◆ **Excerpt to read**
Still same problem my environment is now exact :
hadoop : 2.3
zeppelin : zeppelin-0.5.0-incubating-bin-spark-1.3.1_hadoop-2.3
spark : spark-1.3.1-bin-hadoop2.3
while checking version in zeppelin using sc.version, it sowing 1.4.0
pls help I am stuck..
thanks
On Sun, Oct 11, 2015 at 10:58 AM, Ranveer kumar <ra...@gmail.com>
wrote:
> I am using 0.5.0 now but earlier I was using own build with hadoop 2.6
> with yarn.
>
> Is 0.5.0 binary not compatible with hadoop 2.6?
>
> I am again going to build zeppelin with hadoop 2.6 also any pre build
> zeppelin binary for hadoop 2.6 so directly download.
>
> Regards
> On 11 Oct 2015 10:07, "Felix Cheung" <fe...@hotmail.com> wrote:
>
>> Are you getting the last Zeppelin release binary from
>> https://zeppelin.incubator.apache.org/download.html
>> <https://zeppelin.incubator.apache.org/download.html?> or the Apache
>> release page?
>>
>> It looks like the 0.5.0 release of Zeppelin is only built with Hadoop
>> 2.3. We might be cutting another release soon or you might need to build
>> you own...
>>
>> _____________________________
>> From: Ranveer Kumar <ra...@gmail.com>
>> Sent: Saturday, October 10, 2015 9:00 PM
>> Subject: Re: Problem loading data from HDFS
>> To: <de...@zeppelin.incubator.apache.org>
>> Cc: <us...@zeppelin.incubator.apache.org>
>>
>>
>> Hi Felix thanks for reply.
>>
>> I am using binary download from apache.
>>
>> I also tried using 2.6 hadoop, which build from source code.
>>
>> Which version of hadoop is compatible with zeppelin binary available on
>> apache site.
>> On 11 Oct 2015 09:05, "Felix Cheung" < felixcheung_m@hotmail.com> wrote:
>>
>>> Is your Zeppelin built with Hadoop 2.6?
>>>
>>>
>>>
>>>
>>>
>>>
>>> On Sat, Oct 10, 2015 at 7:35 PM -0700, "Ranveer kumar" <
>>> ranveer.k.kumar@gmail.com> wrote:
>>> Hi All,
>>>
>>> I am new in Zepplin and HDFS. I manage to install zeppelin and working
>>> fine
>>> while loading data from local directory . But when same I am trying to
>>> load
>>> from HDFS (install locally standalone mode).
>>>
>>> here is my code :
>>>
>>> val bankText = sc.textFile("/home/ranveer/Desktop/CSVs/bank-full.csv")
>>>
>>> above is working fine.

◆ **Given exercise A**
Copy the Zeppelin thread word for word from "Still same problem" to "I am stuck..".
◆ **Given exercise B**
Carry the Zeppelin thread on from the point where it stops.
The material that comes next has no connection to the Zeppelin thread.

◆ **Information shown**
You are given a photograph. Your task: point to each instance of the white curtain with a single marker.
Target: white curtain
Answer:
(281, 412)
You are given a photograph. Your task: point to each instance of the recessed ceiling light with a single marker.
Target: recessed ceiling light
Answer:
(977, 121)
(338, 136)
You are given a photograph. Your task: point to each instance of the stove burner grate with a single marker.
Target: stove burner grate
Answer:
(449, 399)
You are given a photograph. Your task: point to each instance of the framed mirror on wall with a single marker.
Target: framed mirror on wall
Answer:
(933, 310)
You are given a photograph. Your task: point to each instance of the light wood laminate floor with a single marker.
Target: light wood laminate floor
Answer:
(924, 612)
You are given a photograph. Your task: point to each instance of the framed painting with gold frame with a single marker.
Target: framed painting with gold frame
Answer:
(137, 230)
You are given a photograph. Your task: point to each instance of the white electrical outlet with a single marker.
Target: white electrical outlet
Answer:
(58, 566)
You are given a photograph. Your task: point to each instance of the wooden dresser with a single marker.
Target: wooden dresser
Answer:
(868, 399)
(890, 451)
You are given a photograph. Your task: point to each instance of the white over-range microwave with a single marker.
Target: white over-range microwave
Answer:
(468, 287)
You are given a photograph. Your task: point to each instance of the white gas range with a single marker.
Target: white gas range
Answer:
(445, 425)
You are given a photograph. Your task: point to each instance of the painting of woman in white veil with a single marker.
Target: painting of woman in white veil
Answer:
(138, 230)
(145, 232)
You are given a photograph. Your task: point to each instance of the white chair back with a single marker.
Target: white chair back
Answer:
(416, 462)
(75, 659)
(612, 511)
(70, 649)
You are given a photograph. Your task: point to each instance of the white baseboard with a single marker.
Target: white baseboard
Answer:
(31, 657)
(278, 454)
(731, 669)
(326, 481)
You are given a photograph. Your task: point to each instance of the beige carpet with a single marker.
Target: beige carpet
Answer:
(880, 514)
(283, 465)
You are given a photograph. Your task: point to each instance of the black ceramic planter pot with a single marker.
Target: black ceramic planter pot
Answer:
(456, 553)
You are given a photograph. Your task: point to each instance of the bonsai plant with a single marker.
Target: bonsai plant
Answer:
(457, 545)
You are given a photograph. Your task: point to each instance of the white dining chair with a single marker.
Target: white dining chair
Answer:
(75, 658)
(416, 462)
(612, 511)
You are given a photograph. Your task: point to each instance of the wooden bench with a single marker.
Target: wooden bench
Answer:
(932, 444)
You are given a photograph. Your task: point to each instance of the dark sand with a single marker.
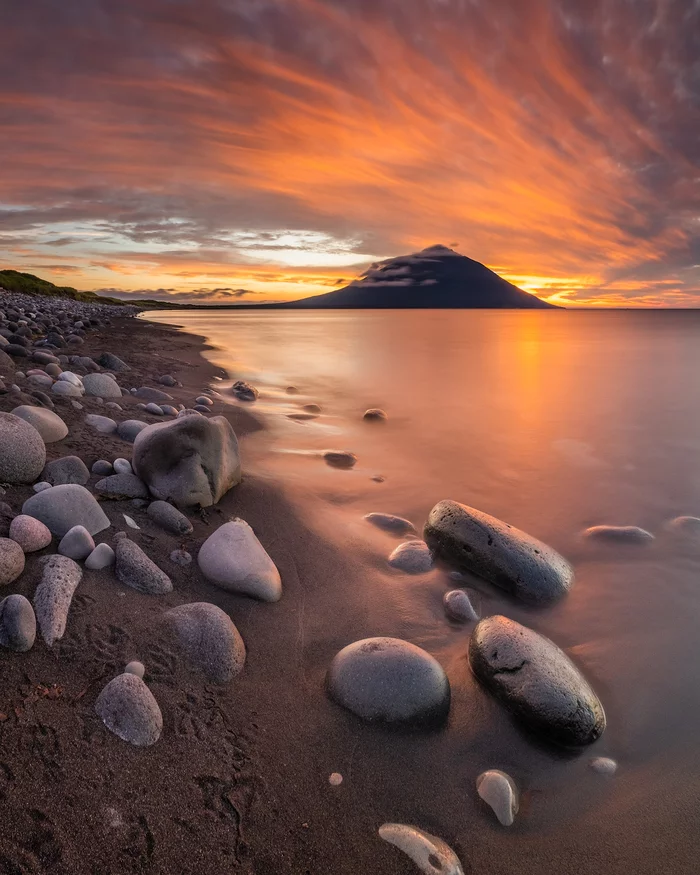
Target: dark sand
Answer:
(238, 781)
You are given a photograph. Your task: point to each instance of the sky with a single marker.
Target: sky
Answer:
(249, 150)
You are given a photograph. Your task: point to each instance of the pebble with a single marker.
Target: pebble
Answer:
(29, 533)
(498, 790)
(389, 680)
(428, 852)
(234, 559)
(128, 709)
(17, 624)
(53, 596)
(497, 552)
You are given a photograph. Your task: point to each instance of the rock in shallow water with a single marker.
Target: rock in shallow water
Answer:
(128, 709)
(498, 552)
(428, 852)
(391, 681)
(536, 681)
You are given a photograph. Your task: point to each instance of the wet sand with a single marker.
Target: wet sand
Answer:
(239, 779)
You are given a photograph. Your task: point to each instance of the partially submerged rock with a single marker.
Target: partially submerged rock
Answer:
(498, 552)
(536, 681)
(389, 680)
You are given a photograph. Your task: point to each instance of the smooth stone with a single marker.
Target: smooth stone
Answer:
(536, 681)
(130, 429)
(49, 425)
(428, 852)
(11, 561)
(62, 507)
(169, 518)
(121, 487)
(390, 523)
(53, 596)
(210, 641)
(458, 606)
(76, 543)
(30, 534)
(22, 450)
(101, 557)
(69, 469)
(498, 790)
(103, 424)
(389, 680)
(135, 569)
(498, 552)
(128, 709)
(234, 560)
(340, 458)
(17, 624)
(619, 534)
(412, 557)
(101, 386)
(189, 461)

◆ **Final answer A**
Still same problem my environment is now exact :
hadoop : 2.3
zeppelin : zeppelin-0.5.0-incubating-bin-spark-1.3.1_hadoop-2.3
spark : spark-1.3.1-bin-hadoop2.3
while checking version in zeppelin using sc.version, it sowing 1.4.0
pls help I am stuck..

◆ **Final answer B**
>>>
>>> but when trying form hdfs :
>>>
>>> val bankText = sc.textFile("hdfs:// 127.0.0.1:9000/demo/
>>> < http://127.0.0.1:9000/demo/csv/bank-full.csv>csv
>>> < http://127.0.0.1:9000/demo/csv/bank-full.csv>/
>>> < http://127.0.0.1:9000/demo/csv/bank-full.csv>bank-full.csv
>>> < http://127.0.0.1:9000/demo/csv/bank-full.csv>")
>>>
>>> not working and giving error :
>>>
>>> java.lang.VerifyError: class
>>> org.apache.hadoop.hdfs.protocol.proto.ClientNamenodeProtocolProtos$GetAdditionalDatanodeRequestProto
>>>
>>> overrides final method
>>> getUnknownFields.()Lcom/google/protobuf/UnknownFieldSet; at
>>> java.lang.ClassLoader.defineClass1(Native Method) at
>>> java.lang.ClassLoader.defineClass(ClassLoader.java:800) at
>>> java.security.SecureClassLoader.defineClass(SecureClassLoader.java:142)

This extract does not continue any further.